### Your objective
Swap "instance" for "occurrence" in the lines that begin at the one containing "Spot the door" and run through the final line, leaving everything else unchanged. Give only those lines.

### Data section
Start

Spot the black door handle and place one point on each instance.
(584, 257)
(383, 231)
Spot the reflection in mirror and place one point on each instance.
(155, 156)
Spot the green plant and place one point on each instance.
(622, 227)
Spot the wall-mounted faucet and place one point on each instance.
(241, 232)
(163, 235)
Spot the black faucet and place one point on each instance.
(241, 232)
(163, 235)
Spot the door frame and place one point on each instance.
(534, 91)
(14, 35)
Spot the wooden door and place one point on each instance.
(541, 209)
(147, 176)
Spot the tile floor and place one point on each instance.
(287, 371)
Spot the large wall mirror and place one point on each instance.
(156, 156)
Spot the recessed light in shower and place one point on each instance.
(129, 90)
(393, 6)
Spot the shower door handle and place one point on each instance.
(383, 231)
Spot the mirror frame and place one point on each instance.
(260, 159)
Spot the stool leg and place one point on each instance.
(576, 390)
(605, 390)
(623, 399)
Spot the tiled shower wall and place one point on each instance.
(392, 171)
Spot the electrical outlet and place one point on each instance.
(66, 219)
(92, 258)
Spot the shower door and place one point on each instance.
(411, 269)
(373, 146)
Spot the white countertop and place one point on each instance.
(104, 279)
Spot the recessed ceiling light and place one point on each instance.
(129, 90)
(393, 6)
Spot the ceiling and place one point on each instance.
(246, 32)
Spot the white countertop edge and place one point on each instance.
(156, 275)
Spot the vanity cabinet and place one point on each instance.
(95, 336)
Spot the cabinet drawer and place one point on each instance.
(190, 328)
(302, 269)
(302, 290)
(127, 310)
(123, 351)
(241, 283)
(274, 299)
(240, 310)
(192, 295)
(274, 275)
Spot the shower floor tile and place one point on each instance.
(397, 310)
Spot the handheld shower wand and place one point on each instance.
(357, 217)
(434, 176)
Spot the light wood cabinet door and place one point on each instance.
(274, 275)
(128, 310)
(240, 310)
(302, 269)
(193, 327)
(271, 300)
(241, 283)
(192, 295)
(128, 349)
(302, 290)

End

### Complete answer
Spot the door frame and place one point on each occurrence.
(534, 91)
(14, 35)
Spot the wooden door and place one point on each occurrence.
(541, 209)
(147, 176)
Spot the tile floor and place one point on each occurrence.
(287, 371)
Spot the large wall mirror and place one point on each occurrence.
(156, 156)
Spot the recessed light in shower and place one point on each occurrence.
(129, 90)
(393, 6)
Spot the shower door handle and place one point on each occurrence.
(383, 231)
Spot the mirror frame and place one point on each occurrence.
(260, 159)
Spot the stool leg and place one point on each occurrence.
(576, 390)
(605, 390)
(623, 399)
Spot the tiled shower wall and place one point on each occurrence.
(392, 171)
Spot the electrical outlet and place one point on each occurrence.
(66, 219)
(92, 258)
Spot the shower door and place one point on each occurrence.
(411, 269)
(373, 146)
Spot the white countertop and place one point on each occurrence.
(104, 279)
Spot the recessed ceiling light and place one point on each occurrence.
(129, 90)
(393, 6)
Spot the ceiling and place one point on each occurrence.
(246, 32)
Spot the white countertop edge and place one point on each occurrence.
(156, 275)
Spot the vanity cabinet and place one point on each occurrence.
(95, 336)
Spot the cabinet drawer and place one point on each occurrence.
(190, 328)
(302, 269)
(302, 290)
(127, 310)
(123, 351)
(241, 283)
(274, 299)
(240, 310)
(192, 295)
(274, 275)
Spot the shower floor tile and place one point on each occurrence.
(397, 310)
Spot the handheld shower wand and place one point on each occurrence.
(357, 217)
(434, 176)
Spot the light wood cabinet door and place one point on each occurrence.
(274, 275)
(128, 310)
(240, 310)
(302, 269)
(193, 327)
(271, 300)
(241, 283)
(192, 295)
(128, 349)
(302, 290)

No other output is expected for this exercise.